• Instructions for the task
Your task is to return the span of lines beginning at the one with "statue above? Mark it with a dot." and ending at the last line of the data, exactly as it stands.

• Extracted data
============

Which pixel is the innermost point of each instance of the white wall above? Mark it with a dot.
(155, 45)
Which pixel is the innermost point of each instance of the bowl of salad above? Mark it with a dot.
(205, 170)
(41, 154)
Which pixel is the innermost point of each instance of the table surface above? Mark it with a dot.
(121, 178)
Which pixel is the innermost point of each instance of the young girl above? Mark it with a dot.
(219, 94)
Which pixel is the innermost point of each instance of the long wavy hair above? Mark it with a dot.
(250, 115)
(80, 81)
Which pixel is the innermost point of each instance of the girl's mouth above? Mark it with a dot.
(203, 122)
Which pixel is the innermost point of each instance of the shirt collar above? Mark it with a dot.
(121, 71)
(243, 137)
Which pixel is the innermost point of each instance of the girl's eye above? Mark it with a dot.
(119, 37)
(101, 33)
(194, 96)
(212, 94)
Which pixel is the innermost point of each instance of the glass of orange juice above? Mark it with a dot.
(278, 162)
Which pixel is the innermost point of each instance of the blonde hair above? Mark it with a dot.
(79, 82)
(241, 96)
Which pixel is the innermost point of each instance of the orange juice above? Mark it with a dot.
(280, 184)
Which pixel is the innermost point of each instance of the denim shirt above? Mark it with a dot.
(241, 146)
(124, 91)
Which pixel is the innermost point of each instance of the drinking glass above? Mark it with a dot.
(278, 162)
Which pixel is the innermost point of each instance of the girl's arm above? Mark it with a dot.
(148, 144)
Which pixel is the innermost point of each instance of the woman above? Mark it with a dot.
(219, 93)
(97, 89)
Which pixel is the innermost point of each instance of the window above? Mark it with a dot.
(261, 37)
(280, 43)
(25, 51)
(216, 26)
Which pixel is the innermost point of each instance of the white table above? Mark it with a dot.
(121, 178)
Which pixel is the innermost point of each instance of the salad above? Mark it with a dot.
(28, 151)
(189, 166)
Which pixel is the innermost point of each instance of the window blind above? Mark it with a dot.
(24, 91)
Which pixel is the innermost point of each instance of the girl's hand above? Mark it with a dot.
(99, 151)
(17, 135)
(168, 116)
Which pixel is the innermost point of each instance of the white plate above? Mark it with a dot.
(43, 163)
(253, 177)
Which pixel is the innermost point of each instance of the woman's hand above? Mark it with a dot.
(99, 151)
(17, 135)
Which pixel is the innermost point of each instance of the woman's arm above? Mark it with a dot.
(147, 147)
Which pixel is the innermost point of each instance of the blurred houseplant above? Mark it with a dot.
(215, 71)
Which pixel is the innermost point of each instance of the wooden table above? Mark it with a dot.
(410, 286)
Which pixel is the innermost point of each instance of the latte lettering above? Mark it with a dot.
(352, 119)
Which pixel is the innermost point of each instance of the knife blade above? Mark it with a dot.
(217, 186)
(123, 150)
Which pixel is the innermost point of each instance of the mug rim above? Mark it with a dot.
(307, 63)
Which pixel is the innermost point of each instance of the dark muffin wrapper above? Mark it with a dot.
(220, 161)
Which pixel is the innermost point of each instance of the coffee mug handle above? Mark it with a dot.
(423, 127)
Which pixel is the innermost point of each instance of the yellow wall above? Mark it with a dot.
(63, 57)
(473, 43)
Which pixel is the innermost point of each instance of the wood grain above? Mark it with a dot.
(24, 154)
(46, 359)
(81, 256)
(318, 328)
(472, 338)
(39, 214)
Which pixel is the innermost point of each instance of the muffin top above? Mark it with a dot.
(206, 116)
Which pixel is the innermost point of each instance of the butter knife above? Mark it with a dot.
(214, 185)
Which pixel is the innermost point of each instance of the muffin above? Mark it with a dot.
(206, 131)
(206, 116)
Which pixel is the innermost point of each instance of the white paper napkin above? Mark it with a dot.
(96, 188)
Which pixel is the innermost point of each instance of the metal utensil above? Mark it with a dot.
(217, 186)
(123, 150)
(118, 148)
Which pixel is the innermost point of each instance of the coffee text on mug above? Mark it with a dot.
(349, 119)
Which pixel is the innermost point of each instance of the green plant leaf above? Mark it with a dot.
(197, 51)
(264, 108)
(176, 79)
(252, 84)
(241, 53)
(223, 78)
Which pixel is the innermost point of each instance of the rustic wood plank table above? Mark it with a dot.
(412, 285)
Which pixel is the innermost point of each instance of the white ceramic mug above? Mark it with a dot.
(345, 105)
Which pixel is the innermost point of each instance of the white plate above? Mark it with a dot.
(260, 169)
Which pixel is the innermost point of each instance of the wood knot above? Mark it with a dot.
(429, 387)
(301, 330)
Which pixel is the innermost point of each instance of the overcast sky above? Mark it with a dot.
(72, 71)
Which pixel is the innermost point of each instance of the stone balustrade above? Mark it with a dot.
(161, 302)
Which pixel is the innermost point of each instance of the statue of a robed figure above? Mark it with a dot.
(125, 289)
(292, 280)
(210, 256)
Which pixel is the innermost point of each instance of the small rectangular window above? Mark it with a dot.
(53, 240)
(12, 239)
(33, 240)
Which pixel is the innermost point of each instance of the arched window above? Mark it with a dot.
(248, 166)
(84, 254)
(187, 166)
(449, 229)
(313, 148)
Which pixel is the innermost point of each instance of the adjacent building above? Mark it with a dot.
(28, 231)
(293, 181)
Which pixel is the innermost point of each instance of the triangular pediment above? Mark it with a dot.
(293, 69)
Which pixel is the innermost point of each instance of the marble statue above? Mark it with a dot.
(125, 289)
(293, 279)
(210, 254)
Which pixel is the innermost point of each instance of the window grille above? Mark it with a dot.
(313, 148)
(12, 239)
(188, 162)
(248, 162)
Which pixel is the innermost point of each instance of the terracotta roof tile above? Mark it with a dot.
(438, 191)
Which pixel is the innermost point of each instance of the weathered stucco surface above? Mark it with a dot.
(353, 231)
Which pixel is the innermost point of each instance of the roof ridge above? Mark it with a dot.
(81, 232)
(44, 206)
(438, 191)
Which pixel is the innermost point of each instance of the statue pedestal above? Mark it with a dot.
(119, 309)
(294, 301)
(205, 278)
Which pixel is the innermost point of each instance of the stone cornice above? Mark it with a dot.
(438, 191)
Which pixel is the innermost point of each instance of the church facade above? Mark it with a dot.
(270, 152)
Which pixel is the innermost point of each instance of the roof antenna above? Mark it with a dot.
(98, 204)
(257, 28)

============

• Solution to this exercise
Which pixel is the innermost point of each instance of the marble statue above? Mark it with a dot.
(125, 289)
(293, 279)
(210, 254)
Which pixel is the innermost point of each instance of the window grille above? Mark it with a dot.
(313, 148)
(12, 239)
(188, 162)
(248, 162)
Which pixel is the innermost point of each instance of the terracotta roof tile above? Mark it with a dot.
(438, 191)
Which pixel is the innermost point of each instance of the weathered stucco surface above? Mark it with a dot.
(353, 231)
Which pixel is the innermost point of each instance of the roof ridge above? Mark it with a dot.
(81, 232)
(44, 206)
(438, 191)
Which pixel is the innermost point of each instance of the statue pedestal above? Mark it with a dot.
(119, 309)
(294, 301)
(205, 278)
Which pixel is the innermost point of each instance of the stone cornice above? Mark it with a dot.
(438, 191)
Which pixel is the innermost point of each instance of the church facade above? Mark it with a dot.
(270, 152)
Which pixel is the innermost point of each instance of the roof antenna above? Mark it with a dot.
(98, 204)
(257, 28)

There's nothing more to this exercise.